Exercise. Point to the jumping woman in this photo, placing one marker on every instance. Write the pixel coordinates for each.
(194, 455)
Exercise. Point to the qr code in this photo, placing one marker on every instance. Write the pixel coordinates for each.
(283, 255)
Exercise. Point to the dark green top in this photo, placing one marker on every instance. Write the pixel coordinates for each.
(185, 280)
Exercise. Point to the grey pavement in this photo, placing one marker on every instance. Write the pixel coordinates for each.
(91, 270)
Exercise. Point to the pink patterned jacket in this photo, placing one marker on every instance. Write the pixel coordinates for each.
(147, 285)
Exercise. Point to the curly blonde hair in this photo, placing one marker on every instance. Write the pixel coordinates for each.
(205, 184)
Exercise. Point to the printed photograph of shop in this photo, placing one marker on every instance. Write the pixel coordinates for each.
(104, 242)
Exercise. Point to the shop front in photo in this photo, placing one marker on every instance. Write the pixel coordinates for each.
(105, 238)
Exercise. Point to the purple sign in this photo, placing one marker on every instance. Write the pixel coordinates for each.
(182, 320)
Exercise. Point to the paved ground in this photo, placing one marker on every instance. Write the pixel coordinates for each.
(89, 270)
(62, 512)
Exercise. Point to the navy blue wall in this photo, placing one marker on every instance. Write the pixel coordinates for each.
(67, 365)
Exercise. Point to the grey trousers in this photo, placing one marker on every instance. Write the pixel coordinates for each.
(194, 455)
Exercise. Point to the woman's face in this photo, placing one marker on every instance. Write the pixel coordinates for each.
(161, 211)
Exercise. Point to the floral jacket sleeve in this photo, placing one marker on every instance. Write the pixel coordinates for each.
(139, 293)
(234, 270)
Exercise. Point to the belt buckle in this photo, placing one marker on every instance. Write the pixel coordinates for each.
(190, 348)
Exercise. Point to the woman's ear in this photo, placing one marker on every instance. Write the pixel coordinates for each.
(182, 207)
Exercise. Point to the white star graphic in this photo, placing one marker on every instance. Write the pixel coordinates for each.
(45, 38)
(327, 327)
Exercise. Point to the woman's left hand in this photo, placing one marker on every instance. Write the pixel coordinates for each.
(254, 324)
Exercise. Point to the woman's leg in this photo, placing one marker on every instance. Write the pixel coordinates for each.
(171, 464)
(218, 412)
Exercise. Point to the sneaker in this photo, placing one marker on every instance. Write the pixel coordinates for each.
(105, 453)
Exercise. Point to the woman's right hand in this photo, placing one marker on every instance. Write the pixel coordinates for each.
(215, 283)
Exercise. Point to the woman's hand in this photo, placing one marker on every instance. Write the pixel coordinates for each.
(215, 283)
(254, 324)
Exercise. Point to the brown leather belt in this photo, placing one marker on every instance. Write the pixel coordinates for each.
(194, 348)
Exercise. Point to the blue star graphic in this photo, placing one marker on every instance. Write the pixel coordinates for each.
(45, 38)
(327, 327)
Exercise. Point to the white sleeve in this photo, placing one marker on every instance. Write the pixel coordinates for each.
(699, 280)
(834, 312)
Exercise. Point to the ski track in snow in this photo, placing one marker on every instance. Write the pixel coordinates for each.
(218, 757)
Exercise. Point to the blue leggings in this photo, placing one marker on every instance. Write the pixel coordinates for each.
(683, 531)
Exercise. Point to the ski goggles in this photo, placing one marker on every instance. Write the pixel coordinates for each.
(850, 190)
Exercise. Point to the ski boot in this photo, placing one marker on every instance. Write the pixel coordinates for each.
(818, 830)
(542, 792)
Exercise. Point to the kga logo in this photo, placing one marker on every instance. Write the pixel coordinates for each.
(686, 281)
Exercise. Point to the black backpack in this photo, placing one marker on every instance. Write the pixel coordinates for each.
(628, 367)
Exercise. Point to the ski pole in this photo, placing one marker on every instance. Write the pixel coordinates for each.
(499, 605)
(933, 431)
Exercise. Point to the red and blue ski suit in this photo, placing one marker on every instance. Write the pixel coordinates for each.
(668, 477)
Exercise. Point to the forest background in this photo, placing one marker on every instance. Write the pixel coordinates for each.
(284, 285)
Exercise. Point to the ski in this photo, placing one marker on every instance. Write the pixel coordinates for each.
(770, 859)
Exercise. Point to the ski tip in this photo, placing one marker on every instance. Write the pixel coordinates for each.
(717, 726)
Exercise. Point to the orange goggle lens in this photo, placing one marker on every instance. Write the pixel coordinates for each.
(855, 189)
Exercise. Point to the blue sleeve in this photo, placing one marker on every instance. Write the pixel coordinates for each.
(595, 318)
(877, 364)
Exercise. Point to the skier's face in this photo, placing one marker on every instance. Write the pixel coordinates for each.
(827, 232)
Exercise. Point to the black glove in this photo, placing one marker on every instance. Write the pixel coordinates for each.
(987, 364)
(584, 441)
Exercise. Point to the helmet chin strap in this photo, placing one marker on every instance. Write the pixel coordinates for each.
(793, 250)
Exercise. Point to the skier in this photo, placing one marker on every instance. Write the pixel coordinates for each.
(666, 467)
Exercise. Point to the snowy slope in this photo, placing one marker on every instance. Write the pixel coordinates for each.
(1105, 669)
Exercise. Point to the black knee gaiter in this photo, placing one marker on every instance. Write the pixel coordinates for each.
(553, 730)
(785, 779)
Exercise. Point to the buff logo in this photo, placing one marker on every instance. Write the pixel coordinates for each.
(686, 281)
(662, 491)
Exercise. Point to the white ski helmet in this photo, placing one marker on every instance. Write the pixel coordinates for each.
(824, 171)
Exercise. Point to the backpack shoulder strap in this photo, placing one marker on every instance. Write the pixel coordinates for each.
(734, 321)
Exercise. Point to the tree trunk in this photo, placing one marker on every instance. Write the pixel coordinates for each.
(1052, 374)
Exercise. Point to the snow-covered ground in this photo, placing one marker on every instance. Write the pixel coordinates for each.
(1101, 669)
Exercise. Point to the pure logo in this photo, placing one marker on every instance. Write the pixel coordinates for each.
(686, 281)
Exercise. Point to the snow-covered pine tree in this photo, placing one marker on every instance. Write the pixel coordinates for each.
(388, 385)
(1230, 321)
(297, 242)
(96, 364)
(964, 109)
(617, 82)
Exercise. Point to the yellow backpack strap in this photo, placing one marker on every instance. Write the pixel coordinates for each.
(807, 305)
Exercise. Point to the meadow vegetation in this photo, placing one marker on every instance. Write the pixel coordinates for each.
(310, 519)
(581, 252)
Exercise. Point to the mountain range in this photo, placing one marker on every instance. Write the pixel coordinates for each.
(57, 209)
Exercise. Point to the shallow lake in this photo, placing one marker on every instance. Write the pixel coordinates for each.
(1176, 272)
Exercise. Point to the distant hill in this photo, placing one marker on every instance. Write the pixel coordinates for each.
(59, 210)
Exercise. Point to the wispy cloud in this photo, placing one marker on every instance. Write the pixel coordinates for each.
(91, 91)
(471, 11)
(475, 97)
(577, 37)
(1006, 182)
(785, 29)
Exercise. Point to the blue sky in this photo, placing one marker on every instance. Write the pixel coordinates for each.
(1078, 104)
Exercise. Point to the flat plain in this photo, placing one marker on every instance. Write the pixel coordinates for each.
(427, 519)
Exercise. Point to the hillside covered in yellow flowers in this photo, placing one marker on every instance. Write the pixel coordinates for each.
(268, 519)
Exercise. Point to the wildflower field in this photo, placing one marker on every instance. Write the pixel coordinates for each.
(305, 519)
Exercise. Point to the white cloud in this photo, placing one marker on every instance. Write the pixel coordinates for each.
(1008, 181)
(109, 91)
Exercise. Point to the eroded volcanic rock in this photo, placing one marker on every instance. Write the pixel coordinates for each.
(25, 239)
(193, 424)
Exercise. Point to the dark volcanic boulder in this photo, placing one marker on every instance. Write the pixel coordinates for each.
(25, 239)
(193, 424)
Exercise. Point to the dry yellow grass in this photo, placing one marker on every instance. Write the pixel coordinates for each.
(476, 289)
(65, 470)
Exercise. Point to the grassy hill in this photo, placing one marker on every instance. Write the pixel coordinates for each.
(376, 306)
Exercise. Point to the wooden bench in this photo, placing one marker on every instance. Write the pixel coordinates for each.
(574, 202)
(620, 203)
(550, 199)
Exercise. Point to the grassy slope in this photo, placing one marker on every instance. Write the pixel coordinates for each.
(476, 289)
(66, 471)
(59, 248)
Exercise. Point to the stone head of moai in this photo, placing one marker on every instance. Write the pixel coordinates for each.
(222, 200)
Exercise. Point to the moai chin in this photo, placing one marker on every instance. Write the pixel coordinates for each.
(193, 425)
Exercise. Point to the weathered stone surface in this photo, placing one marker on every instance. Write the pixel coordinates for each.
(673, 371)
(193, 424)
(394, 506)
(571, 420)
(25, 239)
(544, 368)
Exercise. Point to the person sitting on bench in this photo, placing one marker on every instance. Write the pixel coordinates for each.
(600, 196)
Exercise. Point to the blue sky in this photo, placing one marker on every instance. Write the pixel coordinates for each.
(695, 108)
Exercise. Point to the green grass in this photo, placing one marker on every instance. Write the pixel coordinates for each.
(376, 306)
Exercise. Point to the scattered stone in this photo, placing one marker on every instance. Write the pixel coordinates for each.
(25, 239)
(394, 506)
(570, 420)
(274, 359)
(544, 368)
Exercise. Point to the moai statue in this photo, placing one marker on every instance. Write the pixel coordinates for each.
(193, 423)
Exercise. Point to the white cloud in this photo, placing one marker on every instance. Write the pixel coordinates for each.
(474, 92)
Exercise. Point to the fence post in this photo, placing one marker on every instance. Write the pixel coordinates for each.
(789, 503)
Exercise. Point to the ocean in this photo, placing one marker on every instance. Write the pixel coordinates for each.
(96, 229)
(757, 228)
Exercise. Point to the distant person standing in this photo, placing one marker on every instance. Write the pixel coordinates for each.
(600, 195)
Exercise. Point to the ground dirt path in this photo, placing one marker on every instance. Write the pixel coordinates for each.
++++++
**DIRECTION:**
Exactly reproduce the lines that run from the line with "Exercise. Point to the fence" through the last line of the records, inclusive.

**WORKED ANSWER:**
Exercise. Point to the fence post in this photo, placing one marker on every instance. Write the pixel coordinates for each.
(789, 503)
Exercise. Point to the ocean in this photo, placing one marker on every instance. Write the pixel coordinates for each.
(96, 229)
(757, 228)
Exercise. Point to the distant person standing in this photo, placing one marker on every instance. Write the pixel coordinates for each.
(600, 195)
Exercise. Point to the ground dirt path in this photo, placing one marker on every instance. Write the pixel coordinates for each.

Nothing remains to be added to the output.